EXERCISE OBJECTIVE: The entries that follow need to be returned without any alteration.

DATASET ENTRIES:
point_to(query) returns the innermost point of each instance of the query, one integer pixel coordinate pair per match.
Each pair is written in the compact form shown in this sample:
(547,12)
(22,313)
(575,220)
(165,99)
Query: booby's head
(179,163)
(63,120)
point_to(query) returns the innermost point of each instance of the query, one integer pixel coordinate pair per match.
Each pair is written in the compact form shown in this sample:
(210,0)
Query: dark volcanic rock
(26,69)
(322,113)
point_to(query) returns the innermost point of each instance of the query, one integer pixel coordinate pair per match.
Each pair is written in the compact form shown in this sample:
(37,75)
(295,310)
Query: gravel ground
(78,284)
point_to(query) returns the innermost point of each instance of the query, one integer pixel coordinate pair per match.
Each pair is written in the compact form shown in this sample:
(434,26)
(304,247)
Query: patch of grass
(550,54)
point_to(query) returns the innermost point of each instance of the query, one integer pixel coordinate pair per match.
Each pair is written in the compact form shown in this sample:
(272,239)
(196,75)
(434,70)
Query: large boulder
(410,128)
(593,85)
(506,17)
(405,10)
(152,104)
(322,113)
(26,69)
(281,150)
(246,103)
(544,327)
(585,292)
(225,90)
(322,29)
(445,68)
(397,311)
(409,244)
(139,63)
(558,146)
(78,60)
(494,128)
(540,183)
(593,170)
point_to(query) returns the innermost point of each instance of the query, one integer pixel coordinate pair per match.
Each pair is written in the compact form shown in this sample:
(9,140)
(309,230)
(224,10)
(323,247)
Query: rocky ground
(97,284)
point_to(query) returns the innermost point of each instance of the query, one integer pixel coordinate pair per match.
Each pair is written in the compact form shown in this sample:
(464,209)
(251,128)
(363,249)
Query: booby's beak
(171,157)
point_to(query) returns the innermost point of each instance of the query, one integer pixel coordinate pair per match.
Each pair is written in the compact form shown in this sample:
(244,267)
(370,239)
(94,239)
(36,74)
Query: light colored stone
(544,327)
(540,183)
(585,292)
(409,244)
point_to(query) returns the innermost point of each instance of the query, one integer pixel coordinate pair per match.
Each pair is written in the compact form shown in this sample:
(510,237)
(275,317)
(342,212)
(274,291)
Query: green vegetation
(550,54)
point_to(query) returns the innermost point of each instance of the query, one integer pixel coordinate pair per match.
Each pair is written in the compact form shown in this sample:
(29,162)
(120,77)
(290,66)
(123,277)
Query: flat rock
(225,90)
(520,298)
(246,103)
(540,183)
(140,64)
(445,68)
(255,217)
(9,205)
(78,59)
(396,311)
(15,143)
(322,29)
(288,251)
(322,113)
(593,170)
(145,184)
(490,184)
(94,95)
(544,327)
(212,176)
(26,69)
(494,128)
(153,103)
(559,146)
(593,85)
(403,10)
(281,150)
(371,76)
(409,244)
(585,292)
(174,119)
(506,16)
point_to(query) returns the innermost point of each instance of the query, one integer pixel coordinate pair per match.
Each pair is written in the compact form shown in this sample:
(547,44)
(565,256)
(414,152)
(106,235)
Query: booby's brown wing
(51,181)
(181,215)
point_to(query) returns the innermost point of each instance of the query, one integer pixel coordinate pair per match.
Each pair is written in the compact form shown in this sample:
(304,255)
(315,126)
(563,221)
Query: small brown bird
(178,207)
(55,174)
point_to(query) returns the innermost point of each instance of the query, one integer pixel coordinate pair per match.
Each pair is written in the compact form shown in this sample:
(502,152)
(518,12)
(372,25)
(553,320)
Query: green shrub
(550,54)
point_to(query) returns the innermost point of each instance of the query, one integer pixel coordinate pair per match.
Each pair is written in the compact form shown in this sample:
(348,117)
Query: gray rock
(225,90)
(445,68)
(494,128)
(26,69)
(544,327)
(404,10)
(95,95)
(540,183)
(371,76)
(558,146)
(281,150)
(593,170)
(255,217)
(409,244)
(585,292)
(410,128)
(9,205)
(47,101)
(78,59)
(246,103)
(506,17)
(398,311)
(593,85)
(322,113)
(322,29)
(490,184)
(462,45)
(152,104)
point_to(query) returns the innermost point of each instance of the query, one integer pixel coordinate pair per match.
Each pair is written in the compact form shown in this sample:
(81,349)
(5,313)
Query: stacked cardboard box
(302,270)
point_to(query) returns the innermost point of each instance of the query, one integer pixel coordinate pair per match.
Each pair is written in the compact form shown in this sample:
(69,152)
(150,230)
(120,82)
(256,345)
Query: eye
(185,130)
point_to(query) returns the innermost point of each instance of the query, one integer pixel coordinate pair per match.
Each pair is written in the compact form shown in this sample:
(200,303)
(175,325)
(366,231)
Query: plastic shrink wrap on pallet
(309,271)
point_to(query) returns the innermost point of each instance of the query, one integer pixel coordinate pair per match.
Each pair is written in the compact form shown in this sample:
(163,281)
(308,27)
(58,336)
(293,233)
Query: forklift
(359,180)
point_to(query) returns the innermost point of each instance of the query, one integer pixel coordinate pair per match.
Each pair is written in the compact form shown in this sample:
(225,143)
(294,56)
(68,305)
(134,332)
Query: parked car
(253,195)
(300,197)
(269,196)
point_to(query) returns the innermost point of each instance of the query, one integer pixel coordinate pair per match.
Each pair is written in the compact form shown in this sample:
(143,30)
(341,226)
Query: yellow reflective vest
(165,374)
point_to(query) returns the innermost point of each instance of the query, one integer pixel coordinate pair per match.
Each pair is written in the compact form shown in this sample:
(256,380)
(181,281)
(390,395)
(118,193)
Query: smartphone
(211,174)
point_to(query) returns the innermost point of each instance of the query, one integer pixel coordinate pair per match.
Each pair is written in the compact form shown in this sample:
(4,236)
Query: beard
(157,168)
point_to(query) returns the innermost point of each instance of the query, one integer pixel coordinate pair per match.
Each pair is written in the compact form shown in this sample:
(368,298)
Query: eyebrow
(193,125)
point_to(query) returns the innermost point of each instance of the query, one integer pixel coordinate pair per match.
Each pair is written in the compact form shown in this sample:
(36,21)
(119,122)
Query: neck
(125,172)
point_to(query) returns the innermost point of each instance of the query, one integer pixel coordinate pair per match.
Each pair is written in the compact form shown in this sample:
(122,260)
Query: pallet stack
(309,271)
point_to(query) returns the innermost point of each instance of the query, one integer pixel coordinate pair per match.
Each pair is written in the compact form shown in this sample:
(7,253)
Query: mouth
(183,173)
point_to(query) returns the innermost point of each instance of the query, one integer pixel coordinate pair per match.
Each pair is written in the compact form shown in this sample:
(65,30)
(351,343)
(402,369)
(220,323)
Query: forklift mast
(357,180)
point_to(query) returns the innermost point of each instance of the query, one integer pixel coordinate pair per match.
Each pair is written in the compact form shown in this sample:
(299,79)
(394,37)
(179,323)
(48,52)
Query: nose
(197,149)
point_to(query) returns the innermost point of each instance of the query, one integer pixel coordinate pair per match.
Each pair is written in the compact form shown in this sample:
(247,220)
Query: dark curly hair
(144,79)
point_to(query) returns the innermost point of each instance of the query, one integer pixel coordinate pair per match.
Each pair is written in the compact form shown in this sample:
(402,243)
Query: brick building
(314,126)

WORKED SOLUTION:
point_to(query) returns the innermost point of each instance of the query, one integer pixel coordinate pair per match.
Each pair is written in the compact form shown in this sample:
(547,12)
(22,313)
(575,220)
(165,99)
Query: booby's head
(179,163)
(63,120)
point_to(query) returns the innermost point of each instance of the query, one integer pixel coordinate pair per match.
Each pair is written in the compact form shown in this sample:
(210,0)
Query: dark volcanic rock
(26,69)
(322,113)
point_to(query) returns the innermost point of each instance of the query, one integer pixel coordinate pair per match.
Each pair is written in the compact form shown in this sample:
(37,75)
(295,310)
Query: gravel ground
(78,284)
point_to(query) returns the innermost point of each instance of the query, one integer pixel coordinate pair per match.
Each pair is written in the compact form shown in this sample:
(434,26)
(304,247)
Query: patch of grass
(550,54)
point_to(query) returns the innermost point of each instance of the query, one integer pixel coordinate pair per match.
Each pair is written in the compact form shown in this sample:
(272,239)
(196,75)
(434,70)
Query: large boulder
(410,128)
(593,85)
(506,17)
(405,10)
(152,104)
(322,113)
(26,69)
(281,150)
(246,103)
(544,327)
(585,292)
(225,90)
(322,29)
(445,68)
(397,311)
(409,244)
(139,63)
(558,146)
(78,60)
(494,128)
(540,183)
(593,170)
point_to(query) returns the innermost point of each instance of the query, one integer pixel coordinate pair per match.
Each pair is written in the compact form shown in this sample:
(9,140)
(309,230)
(224,10)
(323,247)
Query: rocky ground
(97,284)
point_to(query) returns the innermost point of each instance of the query, one integer pixel coordinate pair per match.
Each pair is written in the compact form shown in this sample:
(464,209)
(251,128)
(363,249)
Query: booby's beak
(171,157)
point_to(query) returns the innermost point of each instance of the query, one integer pixel coordinate pair per match.
Each pair is written in the compact form shown in this sample:
(244,267)
(370,239)
(94,239)
(36,74)
Query: light colored stone
(544,327)
(540,183)
(585,292)
(409,244)
point_to(query) returns the innermost point of each instance of the query, one integer pixel coordinate pair per match.
Each pair is written in the compact form shown in this sample:
(510,237)
(275,317)
(342,212)
(274,291)
Query: green vegetation
(550,54)
point_to(query) returns the innermost point of each instance of the query, one integer pixel coordinate pair per match.
Each pair is written in the compact form shown in this sample:
(29,162)
(120,77)
(290,66)
(123,277)
Query: flat rock
(225,90)
(520,298)
(246,103)
(540,183)
(140,64)
(445,68)
(255,217)
(9,205)
(78,59)
(396,311)
(15,143)
(322,29)
(288,251)
(322,113)
(593,170)
(145,184)
(490,184)
(94,95)
(544,327)
(212,176)
(26,69)
(494,128)
(153,103)
(559,146)
(593,85)
(403,10)
(281,150)
(371,76)
(409,244)
(585,292)
(174,119)
(506,16)
point_to(query) returns the innermost point of each instance of the query, one integer pixel coordinate pair per match.
Each pair is written in the compact form shown in this sample:
(547,44)
(565,256)
(414,152)
(106,235)
Query: booby's brown wing
(51,181)
(181,215)
point_to(query) returns the innermost point of each instance of the query, one integer pixel coordinate pair per match.
Each pair is written in the compact form shown in this sample:
(304,255)
(315,126)
(563,221)
Query: small brown bird
(178,207)
(55,174)
point_to(query) returns the innermost point of each instance of the query, one integer pixel coordinate pair per match.
Each pair is written in the compact form shown in this sample:
(502,152)
(518,12)
(372,25)
(553,320)
Query: green shrub
(550,54)
point_to(query) returns the innermost point of each instance of the query, one integer pixel coordinate pair per match.
Each pair is written in the compact form shown in this sample:
(348,117)
Query: gray rock
(225,90)
(445,68)
(494,128)
(26,69)
(544,327)
(404,10)
(95,95)
(540,183)
(371,76)
(558,146)
(281,150)
(593,170)
(255,217)
(409,244)
(585,292)
(410,128)
(9,205)
(47,101)
(78,59)
(246,103)
(506,17)
(398,311)
(593,85)
(322,113)
(322,29)
(490,184)
(462,45)
(152,104)
point_to(query) returns the innermost point of each instance of the query, one integer pixel coordinate pair per match.
Each pair is written in the compact form shown in this sample:
(81,349)
(5,313)
Query: stacked cardboard box
(302,270)
point_to(query) returns the innermost point of each instance of the query, one integer pixel coordinate pair per match.
Each pair is written in the compact form shown in this sample:
(69,152)
(150,230)
(120,82)
(256,345)
Query: eye
(185,130)
point_to(query) returns the innermost point of each instance of the query, one integer pixel coordinate pair per match.
Each pair is written in the compact form shown in this sample:
(200,303)
(175,325)
(366,231)
Query: plastic shrink wrap on pallet
(309,271)
point_to(query) returns the innermost point of each instance of the query, one integer pixel coordinate pair per match.
Each pair is written in the compact form shown in this sample:
(163,281)
(308,27)
(58,336)
(293,233)
Query: forklift
(359,180)
point_to(query) returns the innermost point of each instance of the query, one integer pixel coordinate pair per match.
Each pair is written in the compact form shown in this sample:
(225,143)
(294,56)
(68,305)
(134,332)
Query: parked car
(253,195)
(300,197)
(269,196)
point_to(query) returns the innermost point of each instance of the query, one integer pixel coordinate pair per match.
Each pair is written in the compact form shown in this sample:
(143,30)
(341,226)
Query: yellow reflective vest
(165,374)
point_to(query) returns the innermost point of each instance of the query, one integer pixel coordinate pair per match.
Each pair is written in the compact form shown in this sample:
(256,380)
(181,281)
(390,395)
(118,193)
Query: smartphone
(211,174)
point_to(query) returns the innermost point of each instance of the query, one integer pixel coordinate pair per match.
Each pair is written in the compact form shown in this sample:
(4,236)
Query: beard
(157,168)
point_to(query) returns the innermost point of each instance of the query, one integer pixel coordinate pair per match.
Each pair is written in the compact form shown in this sample:
(368,298)
Query: eyebrow
(193,125)
point_to(query) returns the innermost point of each instance of the query, one integer pixel coordinate pair per match.
Each pair is written in the compact form shown in this sample:
(36,21)
(119,122)
Query: neck
(125,172)
point_to(query) returns the innermost point of each instance of the query, one integer pixel coordinate pair per match.
Each pair is written in the compact form shown in this sample:
(122,260)
Query: pallet stack
(309,271)
point_to(query) returns the innermost point of each instance of the query, one integer pixel coordinate pair per match.
Each pair is written in the compact form shown in this sample:
(7,253)
Query: mouth
(183,173)
point_to(query) returns the innermost point of each instance of the query, one integer pixel coordinate pair per match.
Each pair is written in the compact form shown in this sample:
(65,30)
(351,343)
(402,369)
(220,323)
Query: forklift mast
(357,180)
point_to(query) returns the innermost point of each instance of the query, one integer pixel coordinate pair per match.
Each pair is written in the compact form shown in this sample:
(299,79)
(394,37)
(179,323)
(48,52)
Query: nose
(197,149)
point_to(query) returns the innermost point of each instance of the query, one integer pixel coordinate pair per match.
Each pair is written in the compact form shown in this sample:
(247,220)
Query: dark curly hair
(144,79)
point_to(query) returns the innermost point of each instance of the query, one integer pixel coordinate pair per match.
Each pair is written in the compact form shown in this sample:
(402,243)
Query: brick building
(314,126)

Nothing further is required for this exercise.